Первый раздел – знаменитые аллегории «Падение Икара», «Триумф Смерти» и «Падение восставших ангелов», изысканная картина «Морской бой в гавани Неаполя», рисунки «босховского» толка. Второй раздел – библейские и евангельские притчи: «Вавилонская башня», «Несение креста», «Обращение Савла», а также притчи онтологического характера – «Детские игры», «Калеки», «Притча о слепых». Третий этап – цикл картин «Времена года», который я склонен трактовать как наиболее метафизический; и этот этап закономерно переходит в особый, финальный – крестьянские свадьбы. Классификация усложнена тем, что темы и сюжеты Брейгеля проникают друг в друга, все в брейгелевском мире взаимосвязано.

Евангельские картины соответствуют общей ренессансной традиции – перенос сюжета из Палестины в современный художнику мир. «Поклонение волхвов», «Несение креста», «Перепись в Вифлееме», «Избиение младенцев» – все эти события происходят в современной Брейгелю Фландрии. Соответственно, свидетелями христианских притч становятся не дамы бургундского двора и не канцлеры, заказывающие картину. Мы привыкли к тому, что в евангельских сценах появляется курфюрст или князь. Но здесь, у Брейгеля, Спаситель окружен чернью.

Брейгель пишет локальными цветами, при взгляде на его доски поражает бесхитростность исполнения. Художник того времени – ремесленник искушенный, уже знает, как подернуть цвет легкой лессировкой, притушить излишнюю яркость, добавить тайны. Босх, которого Брейгелю назначили в родители, пишет витиевато, с многочисленными лессировками, проходя мягкой кистью по подготовленной поверхности, наводя прозрачную тень на яркий цвет. (Эту искушенность Босха отмечает ван Мандер). Брейгелю такое ухищрение чуждо; он простодушно закрашивает поверхность, сопоставляя цвета контрастно: красному противопоставляет зеленый; черному – белый. Любимый мотив – снег: простодушно, как в рисунке, он рассыпает на белом фоне черные силуэты охотников, или горожан на переписи в Вифлееме, или пастухов, идущих поклониться Марии. Обратите внимание, как Брейгель рисует огонь (скажем, в «Охотниках на снегу», Вена) – пламя бьет в одном направлении, точно под порывом ветра, и написано пламя одним мазком, одним оранжевым цветом, точно краску плеснули из стакана. Никаких извивов языков пламени, никаких сложностей в простых явлениях. Брейгель рисует фигуры так, как их в то время уже не рисует никто; скупая функциональность линий не соответствует стилю века. Огонь полыхает, дерево растет, человек стоит – для Брейгеля простые вещи не требуют лишних уловок. Для искушенного глаза маньериста – а это время маньеризма – все это выражено излишне прямолинейно, чтобы не сказать «вульгарно».

▶ **Рабочие задания**
1: Какой любимый мотив Брейгеля называется в тексте о его живописи?
2: Сократите абзац текста о Брейгеле, начинающийся словами «Евангельские картины соответствуют», сохранив его главные факты.
3: Пожалуйста, продолжите текст о живописи Брейгеля после его последнего предложения.

▶ **Извлечённые данные**
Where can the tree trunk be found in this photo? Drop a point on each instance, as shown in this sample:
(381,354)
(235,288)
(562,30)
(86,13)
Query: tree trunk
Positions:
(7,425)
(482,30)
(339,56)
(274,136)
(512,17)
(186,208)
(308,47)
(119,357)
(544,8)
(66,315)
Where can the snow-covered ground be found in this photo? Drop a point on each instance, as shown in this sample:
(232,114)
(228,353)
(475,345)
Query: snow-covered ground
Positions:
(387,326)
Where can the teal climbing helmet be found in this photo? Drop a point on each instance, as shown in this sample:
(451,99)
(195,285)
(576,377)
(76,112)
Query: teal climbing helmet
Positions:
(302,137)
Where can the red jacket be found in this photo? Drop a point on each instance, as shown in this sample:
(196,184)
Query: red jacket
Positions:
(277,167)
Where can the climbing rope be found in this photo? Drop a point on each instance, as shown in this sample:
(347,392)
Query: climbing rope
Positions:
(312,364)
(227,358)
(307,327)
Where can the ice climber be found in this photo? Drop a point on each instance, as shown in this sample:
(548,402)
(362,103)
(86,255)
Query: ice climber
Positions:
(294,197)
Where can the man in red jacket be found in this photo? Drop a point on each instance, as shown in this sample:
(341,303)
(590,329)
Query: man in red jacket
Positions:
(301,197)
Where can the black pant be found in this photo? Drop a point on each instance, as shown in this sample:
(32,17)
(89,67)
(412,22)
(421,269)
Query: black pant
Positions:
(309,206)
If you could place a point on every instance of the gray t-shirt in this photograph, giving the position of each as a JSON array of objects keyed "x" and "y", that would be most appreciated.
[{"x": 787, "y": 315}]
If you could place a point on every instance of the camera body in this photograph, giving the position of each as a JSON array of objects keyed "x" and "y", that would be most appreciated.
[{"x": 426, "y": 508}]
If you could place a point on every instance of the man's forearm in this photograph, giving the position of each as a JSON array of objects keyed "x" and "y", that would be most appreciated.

▶ **Ответы**
1: Любимый мотив Брейгеля — снег.

2: Евангельские картины Брейгеля следуют ренессансной традиции переносить сюжет из Палестины в современный художнику мир. «Поклонение волхвов», «Несение креста», «Перепись в Вифлееме» и «Избиение младенцев» происходят во Фландрии его времени. Свидетели этих сцен не дамы бургундского двора, не канцлеры-заказчики, не курфюрсты и не князья. Спасителя окружает чернь.

3:
Еще более вульгарно то, что Иисус и Дева Мария показаны с крестьянской точки зрения; явлена биография мужика, жившего среди мужиков. В лондонском «Поклонении волхвов» есть два сюжетных акцента, абсолютно непривычных для иконографии Рождества. Дева Мария и Иосиф изображены совершенными простолюдинами, а у входа в хлев, помимо волхвов, собралась вооруженная бригада ландскнехтов – так именно солдаты врывались в крестьянские дома. «Перепись в Вифлееме» и «Избиение младенцев» развивают метафору: вместо Вифлеема Брейгель рисует снежную деревню, ее уничтожает отряд наемников. Испанские ли то солдаты, вольные отряды или княжеское ополчение – неважно; важно, что война не щадит никого. В картине «Несение креста» обнаружить Спасителя непросто: Христос буквально затерян среди толпы. И это не потому, что он, подобно босховскому Христу или Христу Грюневальда, задавлен обилием мучителей, но просто потому, что Бог точно такой же, как и все прочие. Разительного отличия в облике Спасителя нет – он мужик среди мужиков. Это довольно грубо сказано, но так уж художник захотел сказать.

Одного взгляда на искусство Ренессанса довольно, чтобы заметить разительное несоответствие между высоким пафосом изобразительного искусства и литературой, которая не избегала сюжетов, снижающих пафос до бытовой истории. Такого не наблюдается в иных эпохах: живопись барокко обладает тем же этическим пафосом, что и литература барокко, то же самое можно сказать об эпохе Просвещения. Так неужели зритель картин Боттичелли не мог оценить грубоватого юмора, доступного читателю новелл Боккаччо? Отчего изобразительное искусство Возрождения не знает изображения простолюдина? Вспомните, драмы Шекспира построены на том, что высокий слог вельмож оркестрован грубыми репликами шутов, могильщиков и слуг. Почему же Микеланджело, написавший Бога, пророков и героев, не нашел в мистерии человечества места, куда поместить рыночных торговок и рыбаков? Принято считать, что простонародью были внятны канцоны и терцины Данте; великий флорентиец писал отнюдь не на латыни, он сделал итальянский повседневный язык языком великой литературы. Что касается Боккаччо и Саккетти, Браччолини, Страпаролы и Ариосто, то рассказанные ими истории описывают мужиков наряду с господами, причем необязательно, что главным героем становится именно господин. То же касается и «Кентерберийских рассказов» Чосера, и «Гаргантюа и Пантагрюэля» Рабле, и «Гептамерона» Маргариты Наваррской – сложных повествований, где высокий и низкий стиль сознательно перемешаны.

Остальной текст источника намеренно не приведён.